● **Materials provided**:
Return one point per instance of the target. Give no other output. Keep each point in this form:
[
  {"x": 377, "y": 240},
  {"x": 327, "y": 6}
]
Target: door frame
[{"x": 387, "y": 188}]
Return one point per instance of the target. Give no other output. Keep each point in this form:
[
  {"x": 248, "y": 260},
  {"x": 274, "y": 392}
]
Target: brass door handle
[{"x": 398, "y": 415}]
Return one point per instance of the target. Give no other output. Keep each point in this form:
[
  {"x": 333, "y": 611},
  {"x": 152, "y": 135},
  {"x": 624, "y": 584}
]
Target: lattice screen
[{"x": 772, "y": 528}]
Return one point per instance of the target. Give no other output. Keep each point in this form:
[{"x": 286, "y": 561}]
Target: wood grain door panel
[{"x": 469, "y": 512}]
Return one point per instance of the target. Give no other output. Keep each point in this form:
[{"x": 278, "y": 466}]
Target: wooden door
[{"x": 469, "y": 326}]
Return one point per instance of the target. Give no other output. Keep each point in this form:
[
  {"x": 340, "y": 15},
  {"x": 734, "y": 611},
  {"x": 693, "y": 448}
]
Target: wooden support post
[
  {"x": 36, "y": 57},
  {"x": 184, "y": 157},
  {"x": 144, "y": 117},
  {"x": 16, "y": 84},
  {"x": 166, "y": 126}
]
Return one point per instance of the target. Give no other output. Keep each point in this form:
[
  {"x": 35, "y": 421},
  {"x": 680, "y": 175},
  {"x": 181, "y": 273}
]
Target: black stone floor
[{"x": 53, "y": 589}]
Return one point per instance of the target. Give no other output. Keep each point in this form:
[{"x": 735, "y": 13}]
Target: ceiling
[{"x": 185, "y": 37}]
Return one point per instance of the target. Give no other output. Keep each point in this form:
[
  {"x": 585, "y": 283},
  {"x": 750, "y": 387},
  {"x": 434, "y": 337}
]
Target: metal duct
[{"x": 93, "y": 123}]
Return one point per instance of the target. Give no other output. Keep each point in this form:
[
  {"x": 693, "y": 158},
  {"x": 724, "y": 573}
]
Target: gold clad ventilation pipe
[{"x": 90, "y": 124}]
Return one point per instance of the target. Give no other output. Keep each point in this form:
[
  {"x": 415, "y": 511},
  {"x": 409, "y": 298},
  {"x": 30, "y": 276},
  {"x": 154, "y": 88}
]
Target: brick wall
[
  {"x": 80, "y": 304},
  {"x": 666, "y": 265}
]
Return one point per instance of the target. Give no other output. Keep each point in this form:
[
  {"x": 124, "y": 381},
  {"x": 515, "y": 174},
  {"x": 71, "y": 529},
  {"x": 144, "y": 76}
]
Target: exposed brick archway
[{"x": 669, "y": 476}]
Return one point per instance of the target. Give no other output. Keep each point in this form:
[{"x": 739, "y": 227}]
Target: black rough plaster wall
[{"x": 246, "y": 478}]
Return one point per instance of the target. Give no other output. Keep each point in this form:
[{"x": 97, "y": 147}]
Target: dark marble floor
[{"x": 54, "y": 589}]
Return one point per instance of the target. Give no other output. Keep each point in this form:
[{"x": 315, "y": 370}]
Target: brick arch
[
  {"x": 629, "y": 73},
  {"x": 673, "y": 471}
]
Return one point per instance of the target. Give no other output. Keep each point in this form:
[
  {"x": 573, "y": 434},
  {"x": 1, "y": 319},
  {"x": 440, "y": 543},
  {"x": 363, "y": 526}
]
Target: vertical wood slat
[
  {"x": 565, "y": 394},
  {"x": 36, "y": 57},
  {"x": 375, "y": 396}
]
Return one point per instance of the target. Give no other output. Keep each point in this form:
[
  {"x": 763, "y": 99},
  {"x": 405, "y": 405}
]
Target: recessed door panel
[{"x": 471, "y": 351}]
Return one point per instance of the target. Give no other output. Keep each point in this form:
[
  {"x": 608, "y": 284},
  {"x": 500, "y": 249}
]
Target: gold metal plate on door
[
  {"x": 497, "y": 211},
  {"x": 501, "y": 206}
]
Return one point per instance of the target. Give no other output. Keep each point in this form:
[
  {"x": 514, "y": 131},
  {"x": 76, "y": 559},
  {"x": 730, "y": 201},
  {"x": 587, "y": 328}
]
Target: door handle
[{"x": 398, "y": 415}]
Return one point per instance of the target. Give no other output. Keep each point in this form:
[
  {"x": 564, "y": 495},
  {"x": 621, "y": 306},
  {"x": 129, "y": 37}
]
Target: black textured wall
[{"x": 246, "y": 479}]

● **Exercise objective**:
Quote each line of the data above exactly as written.

● **Worked solution**:
Return one point per instance of the target. Give no other output. Keep each point in this form:
[
  {"x": 377, "y": 240},
  {"x": 327, "y": 6}
]
Target: door frame
[{"x": 387, "y": 188}]
Return one point per instance of the target. Give no other output. Keep each point in this form:
[
  {"x": 248, "y": 260},
  {"x": 274, "y": 392}
]
Target: brass door handle
[{"x": 398, "y": 415}]
Return one point per instance of the target. Give no other output. Keep each point in this form:
[
  {"x": 333, "y": 611},
  {"x": 152, "y": 135},
  {"x": 624, "y": 584}
]
Target: lattice screen
[{"x": 772, "y": 528}]
Return one point per instance of the target. Give no other output. Keep each point in this form:
[{"x": 286, "y": 561}]
Target: wood grain door panel
[{"x": 469, "y": 512}]
Return one point per instance of the target. Give no other output. Keep each point in this form:
[{"x": 278, "y": 466}]
Target: wooden door
[{"x": 469, "y": 326}]
Return one point per instance of the target. Give no other output. Keep each point in this form:
[
  {"x": 340, "y": 15},
  {"x": 734, "y": 611},
  {"x": 693, "y": 448}
]
Target: wooden support post
[
  {"x": 36, "y": 57},
  {"x": 184, "y": 157},
  {"x": 144, "y": 117},
  {"x": 16, "y": 84},
  {"x": 166, "y": 126}
]
Return one point per instance of the target. Give no other output. Keep each point in this form:
[
  {"x": 35, "y": 421},
  {"x": 680, "y": 175},
  {"x": 181, "y": 273}
]
Target: black stone floor
[{"x": 53, "y": 589}]
Return one point per instance of the target. Give no other output. Keep each point in this form:
[{"x": 735, "y": 13}]
Target: ceiling
[{"x": 185, "y": 37}]
Return one point per instance of the target. Give no other output. Keep each point in this form:
[
  {"x": 585, "y": 283},
  {"x": 750, "y": 387},
  {"x": 434, "y": 337}
]
Target: metal duct
[{"x": 93, "y": 123}]
Return one point per instance of the target. Give no other output. Keep each point in this form:
[
  {"x": 693, "y": 158},
  {"x": 724, "y": 573}
]
Target: gold clad ventilation pipe
[{"x": 90, "y": 124}]
Return one point per instance of the target. Give no other output. Keep each point in this form:
[
  {"x": 415, "y": 511},
  {"x": 409, "y": 298},
  {"x": 30, "y": 276},
  {"x": 154, "y": 88}
]
Target: brick wall
[
  {"x": 80, "y": 304},
  {"x": 666, "y": 265}
]
Return one point per instance of the target. Give no other output. Keep each point in this form:
[
  {"x": 124, "y": 381},
  {"x": 515, "y": 174},
  {"x": 71, "y": 529},
  {"x": 144, "y": 76}
]
Target: exposed brick archway
[{"x": 669, "y": 476}]
Return one point per instance of the target. Give no other output. Keep each point in this form:
[{"x": 739, "y": 227}]
Target: black rough plaster wall
[{"x": 246, "y": 478}]
Return one point per instance of the target. Give no other output. Keep each point in this form:
[{"x": 97, "y": 147}]
Target: dark marble floor
[{"x": 54, "y": 589}]
Return one point per instance of the target. Give no other output. Keep each point in this form:
[{"x": 315, "y": 370}]
Target: brick arch
[
  {"x": 629, "y": 73},
  {"x": 673, "y": 471}
]
Return one point per instance of the target. Give no other output. Keep each point in this form:
[
  {"x": 573, "y": 434},
  {"x": 1, "y": 319},
  {"x": 440, "y": 543},
  {"x": 363, "y": 526}
]
Target: vertical wood slat
[
  {"x": 565, "y": 394},
  {"x": 36, "y": 57},
  {"x": 375, "y": 396}
]
Return one point per instance of the target. Give no other output. Keep each point in this form:
[
  {"x": 763, "y": 99},
  {"x": 405, "y": 405}
]
Target: recessed door panel
[{"x": 471, "y": 351}]
Return one point per instance of the target. Give no other output. Keep each point in this form:
[
  {"x": 608, "y": 284},
  {"x": 500, "y": 249}
]
Target: gold metal plate on door
[
  {"x": 497, "y": 211},
  {"x": 501, "y": 206}
]
Return one point per instance of the target. Give no other output. Keep each point in this form:
[
  {"x": 514, "y": 131},
  {"x": 76, "y": 559},
  {"x": 730, "y": 201},
  {"x": 587, "y": 328}
]
Target: door handle
[{"x": 398, "y": 415}]
Return one point per instance of the target. Give no other output. Keep each point in this form:
[
  {"x": 564, "y": 495},
  {"x": 621, "y": 306},
  {"x": 129, "y": 37}
]
Target: black textured wall
[{"x": 246, "y": 479}]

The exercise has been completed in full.